— How to complete this task —
Could you print all the entries exactly?

— Material provided —
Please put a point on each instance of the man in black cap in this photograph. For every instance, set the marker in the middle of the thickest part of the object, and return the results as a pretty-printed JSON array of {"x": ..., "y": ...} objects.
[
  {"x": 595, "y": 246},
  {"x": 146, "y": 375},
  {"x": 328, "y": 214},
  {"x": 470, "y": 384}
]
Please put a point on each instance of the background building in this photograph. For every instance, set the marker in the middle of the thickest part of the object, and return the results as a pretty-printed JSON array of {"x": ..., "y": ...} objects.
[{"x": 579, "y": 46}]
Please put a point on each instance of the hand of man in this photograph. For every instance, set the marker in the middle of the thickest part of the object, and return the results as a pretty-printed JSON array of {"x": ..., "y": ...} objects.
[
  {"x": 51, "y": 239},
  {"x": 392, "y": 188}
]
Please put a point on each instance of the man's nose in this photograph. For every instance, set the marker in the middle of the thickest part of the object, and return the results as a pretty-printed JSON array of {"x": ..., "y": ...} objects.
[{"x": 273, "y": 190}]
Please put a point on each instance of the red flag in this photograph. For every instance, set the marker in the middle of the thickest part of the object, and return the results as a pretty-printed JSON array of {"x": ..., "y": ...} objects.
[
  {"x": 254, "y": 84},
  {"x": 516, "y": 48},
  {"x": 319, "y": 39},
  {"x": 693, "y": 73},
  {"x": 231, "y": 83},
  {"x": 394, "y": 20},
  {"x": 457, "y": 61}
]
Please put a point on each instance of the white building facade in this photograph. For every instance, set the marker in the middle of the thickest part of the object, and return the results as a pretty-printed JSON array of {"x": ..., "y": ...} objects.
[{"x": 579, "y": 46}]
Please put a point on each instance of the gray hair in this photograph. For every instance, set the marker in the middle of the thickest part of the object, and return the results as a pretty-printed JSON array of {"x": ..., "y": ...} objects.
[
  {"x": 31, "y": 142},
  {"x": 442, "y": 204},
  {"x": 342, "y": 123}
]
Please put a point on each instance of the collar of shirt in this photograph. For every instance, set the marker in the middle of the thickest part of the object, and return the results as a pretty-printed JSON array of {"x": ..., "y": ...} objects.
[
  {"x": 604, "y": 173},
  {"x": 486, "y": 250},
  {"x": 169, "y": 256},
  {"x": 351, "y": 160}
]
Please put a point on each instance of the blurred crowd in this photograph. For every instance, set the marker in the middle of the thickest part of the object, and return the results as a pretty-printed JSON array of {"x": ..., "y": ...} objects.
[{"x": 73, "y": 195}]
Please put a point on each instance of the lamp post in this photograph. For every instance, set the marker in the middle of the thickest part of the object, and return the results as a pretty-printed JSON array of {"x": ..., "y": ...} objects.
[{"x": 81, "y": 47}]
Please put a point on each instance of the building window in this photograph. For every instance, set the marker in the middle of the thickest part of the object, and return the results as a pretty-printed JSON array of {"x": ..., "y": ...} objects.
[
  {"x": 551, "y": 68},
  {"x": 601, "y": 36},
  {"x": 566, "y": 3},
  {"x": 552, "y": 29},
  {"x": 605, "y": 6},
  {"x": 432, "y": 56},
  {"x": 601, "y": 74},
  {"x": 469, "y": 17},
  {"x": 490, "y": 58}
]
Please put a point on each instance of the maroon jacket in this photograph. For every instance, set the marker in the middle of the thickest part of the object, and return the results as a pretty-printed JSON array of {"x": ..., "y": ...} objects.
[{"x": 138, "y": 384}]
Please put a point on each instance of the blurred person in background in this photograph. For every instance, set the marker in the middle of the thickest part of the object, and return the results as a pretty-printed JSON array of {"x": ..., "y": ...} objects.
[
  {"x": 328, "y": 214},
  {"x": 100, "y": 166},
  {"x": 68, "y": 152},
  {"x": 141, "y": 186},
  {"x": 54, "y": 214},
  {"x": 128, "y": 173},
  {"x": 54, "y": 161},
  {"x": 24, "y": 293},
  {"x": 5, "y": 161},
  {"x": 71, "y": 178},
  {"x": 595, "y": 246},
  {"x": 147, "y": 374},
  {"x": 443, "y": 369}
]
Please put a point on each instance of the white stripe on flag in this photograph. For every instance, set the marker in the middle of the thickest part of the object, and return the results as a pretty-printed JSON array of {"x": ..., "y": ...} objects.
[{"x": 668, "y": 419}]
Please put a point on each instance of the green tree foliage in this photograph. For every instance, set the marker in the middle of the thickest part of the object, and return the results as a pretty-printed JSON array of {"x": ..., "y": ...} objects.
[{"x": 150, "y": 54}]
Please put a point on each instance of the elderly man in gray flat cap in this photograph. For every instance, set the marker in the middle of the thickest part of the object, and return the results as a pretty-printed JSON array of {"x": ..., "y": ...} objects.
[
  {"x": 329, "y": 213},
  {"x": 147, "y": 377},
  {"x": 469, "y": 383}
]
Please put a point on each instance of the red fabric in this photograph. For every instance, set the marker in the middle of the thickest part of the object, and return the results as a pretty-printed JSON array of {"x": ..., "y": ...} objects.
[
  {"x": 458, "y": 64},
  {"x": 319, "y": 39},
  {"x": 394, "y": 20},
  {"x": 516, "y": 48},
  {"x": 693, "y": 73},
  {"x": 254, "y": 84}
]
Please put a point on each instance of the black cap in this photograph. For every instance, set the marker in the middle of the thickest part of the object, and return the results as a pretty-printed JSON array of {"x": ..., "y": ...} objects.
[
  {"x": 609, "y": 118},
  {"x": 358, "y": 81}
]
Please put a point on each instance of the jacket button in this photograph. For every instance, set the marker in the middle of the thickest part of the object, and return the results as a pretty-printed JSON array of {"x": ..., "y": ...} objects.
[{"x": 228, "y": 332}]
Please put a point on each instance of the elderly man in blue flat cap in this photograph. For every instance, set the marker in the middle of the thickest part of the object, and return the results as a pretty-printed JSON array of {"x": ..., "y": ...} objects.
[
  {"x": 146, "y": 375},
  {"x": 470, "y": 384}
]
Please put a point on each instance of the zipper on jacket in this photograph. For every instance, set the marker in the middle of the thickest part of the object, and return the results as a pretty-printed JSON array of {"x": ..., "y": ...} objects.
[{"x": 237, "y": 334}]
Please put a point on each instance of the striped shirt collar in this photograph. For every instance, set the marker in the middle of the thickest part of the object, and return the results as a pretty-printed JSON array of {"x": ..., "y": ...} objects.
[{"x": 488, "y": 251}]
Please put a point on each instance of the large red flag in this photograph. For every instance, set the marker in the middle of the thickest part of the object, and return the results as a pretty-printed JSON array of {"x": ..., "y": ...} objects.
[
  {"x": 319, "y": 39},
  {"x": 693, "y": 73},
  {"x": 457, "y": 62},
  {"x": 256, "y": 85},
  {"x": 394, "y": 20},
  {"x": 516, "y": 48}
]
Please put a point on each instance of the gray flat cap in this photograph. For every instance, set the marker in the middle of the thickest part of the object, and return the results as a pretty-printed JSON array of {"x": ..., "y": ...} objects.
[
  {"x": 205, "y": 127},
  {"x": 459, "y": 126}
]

— Solution below —
Please put a point on each instance of the man in black cap in this photograph. For every instance, set the marker in the middle of the thickest part of the object, and return the results as a pretty-printed JSON array of {"x": ..., "y": ...} objects.
[
  {"x": 595, "y": 246},
  {"x": 146, "y": 375},
  {"x": 328, "y": 214},
  {"x": 470, "y": 384}
]
Please put a point on each instance of the background building in this photograph. For every instance, set the marker in the middle of the thickest part of the object, and return the results as a pretty-printed JSON array of {"x": ..., "y": ...} objects.
[{"x": 579, "y": 46}]
Please put a point on each instance of the hand of man in this photograph. For every instance, set the marker in the middle of the thickest part of the object, and return the results as a pretty-printed JSON array of {"x": ..., "y": ...} objects.
[
  {"x": 51, "y": 239},
  {"x": 392, "y": 188}
]
Please put a point on each instance of the man's nose in this photograph. For every instance, set the marker in the middle of the thickest part of the object, and return the results as a pretty-printed JSON array of {"x": ..., "y": ...} objects.
[{"x": 273, "y": 190}]
Please put a point on each instance of the red flag in this photograph. For every instance, set the marker in the middle of the thickest part of the object, and return the results as a pretty-printed JSON array of {"x": ..., "y": ...} objects.
[
  {"x": 254, "y": 84},
  {"x": 516, "y": 48},
  {"x": 319, "y": 39},
  {"x": 693, "y": 73},
  {"x": 231, "y": 83},
  {"x": 394, "y": 20},
  {"x": 457, "y": 61}
]
Please put a point on each instance of the white building facade in this photograph. For every instance, set the marker in the middle of the thickest part of the object, and return the results as a pretty-printed JSON array of {"x": ..., "y": ...} objects.
[{"x": 579, "y": 46}]
Please put a point on each instance of the gray hair in this photograph. For every instance, set the marker in the middle of the thickest part of the object, and return the results as a pretty-printed JSON array of {"x": ..., "y": ...} objects.
[
  {"x": 31, "y": 142},
  {"x": 442, "y": 204},
  {"x": 342, "y": 123}
]
Please put a point on each instance of the collar of shirt in this photograph. For every instance, set the marker in the middle of the thickest part of the object, and return the results as a pretty-printed JSON array of {"x": ..., "y": ...} objects.
[
  {"x": 604, "y": 173},
  {"x": 486, "y": 250},
  {"x": 169, "y": 256},
  {"x": 351, "y": 160}
]
Please put a point on each instance of the blurred crowd in this photograph. For every instance, set the marker in the middle of the thickest part of the object, and return the results as a pretty-printed JSON array of {"x": ..., "y": ...} objects.
[{"x": 73, "y": 195}]
Please put a point on each instance of the lamp post in this photograph. For every instance, set the marker in the middle of the thickest part of the object, and return the results as a pretty-printed JSON array of {"x": ..., "y": ...} objects.
[{"x": 81, "y": 47}]
Please put a point on each instance of the building window in this photograph. For every instance, set the marker in the middle of the thickest part of the object, and return the results as a pretty-printed JSON array of {"x": ..., "y": ...} objects.
[
  {"x": 551, "y": 68},
  {"x": 601, "y": 36},
  {"x": 566, "y": 3},
  {"x": 552, "y": 29},
  {"x": 605, "y": 6},
  {"x": 432, "y": 56},
  {"x": 601, "y": 74},
  {"x": 469, "y": 17},
  {"x": 490, "y": 58}
]
Please put a point on each instance of the maroon jacket in this photograph. For every instance, set the marker in the middle of the thickest part of the object, and return the results as a pretty-printed JSON array of {"x": ..., "y": ...} objects.
[{"x": 138, "y": 384}]
Please put a point on each instance of the blurred person in background in this photograph. For every instance, set the marker in the middle of the thickest part of the object, and return the results as a pretty-printed JSON array of {"x": ..., "y": ...} objects.
[
  {"x": 328, "y": 214},
  {"x": 100, "y": 166},
  {"x": 68, "y": 152},
  {"x": 141, "y": 186},
  {"x": 54, "y": 214},
  {"x": 128, "y": 173},
  {"x": 54, "y": 161},
  {"x": 24, "y": 293},
  {"x": 5, "y": 161},
  {"x": 71, "y": 178},
  {"x": 595, "y": 246},
  {"x": 147, "y": 374},
  {"x": 443, "y": 369}
]
Please put a point on each instance of the white stripe on flag in this photograph. For every instance, set the marker in the middle of the thickest part of the object, and return the results as a pretty-printed JSON array of {"x": ..., "y": ...} objects.
[{"x": 668, "y": 419}]
Please put a point on each instance of the green tree foliage in this photograph. For every instance, set the marker in the middle of the thickest part of the object, and return the results as a pretty-printed JSON array of {"x": ..., "y": ...} objects.
[{"x": 150, "y": 54}]
Please put a point on each instance of the elderly man in gray flat cap in this photograph. For every instance, set the marker in the middle of the thickest part of the object, and return the results as a pretty-printed JSON array of {"x": ..., "y": ...} objects.
[
  {"x": 329, "y": 213},
  {"x": 147, "y": 377},
  {"x": 469, "y": 383}
]
Please put a point on each instance of the red fabric in this photograph. For every instance, set the marker in the middle of the thickest part of the object, and return the results as a pretty-printed JSON array of {"x": ..., "y": ...} objects.
[
  {"x": 458, "y": 64},
  {"x": 319, "y": 39},
  {"x": 394, "y": 20},
  {"x": 516, "y": 48},
  {"x": 693, "y": 73},
  {"x": 254, "y": 84}
]
Please put a point on each instance of the black cap in this photograph. For every instance, set the marker in the middle of the thickest part of the object, and return the results as a pretty-printed JSON array of {"x": ..., "y": ...} objects.
[
  {"x": 609, "y": 118},
  {"x": 358, "y": 81}
]
Please put a point on each instance of the jacket button in this photograph. For every instance, set the marker in the middle of the thickest part of the object, and return the results as a pretty-printed JSON array of {"x": ..., "y": ...} objects.
[{"x": 228, "y": 332}]
Please put a point on each instance of the elderly man in blue flat cap in this photograph. For every instance, set the marker in the middle of the thickest part of the object, and return the results as a pretty-printed JSON array of {"x": ..., "y": ...} objects.
[
  {"x": 146, "y": 375},
  {"x": 470, "y": 384}
]
Please put a point on each instance of the zipper on jacket in this photograph. For every instance, set the marker in the middle of the thickest part of the object, and return the results as a pretty-printed JSON array of {"x": ..., "y": ...} objects.
[{"x": 237, "y": 334}]
Please put a point on each instance of the striped shirt collar in this photograph. For every instance, set the marker in the middle of the thickest part of the object, and return the results as a pretty-printed JSON array of {"x": ..., "y": ...} objects.
[{"x": 488, "y": 251}]
Please put a point on each instance of the large red flag in this photograph. For every instance, set the marker in the middle of the thickest part of the object, and return the results as a pretty-printed JSON array of {"x": ..., "y": ...} objects.
[
  {"x": 319, "y": 39},
  {"x": 693, "y": 73},
  {"x": 457, "y": 62},
  {"x": 256, "y": 85},
  {"x": 394, "y": 20},
  {"x": 516, "y": 48}
]
Please put a point on each instance of the gray flat cap in this photograph. For every instance, set the marker in the middle of the thickest part of the object, and return the results as a pretty-printed JSON array of {"x": ..., "y": ...} objects.
[
  {"x": 205, "y": 127},
  {"x": 459, "y": 126}
]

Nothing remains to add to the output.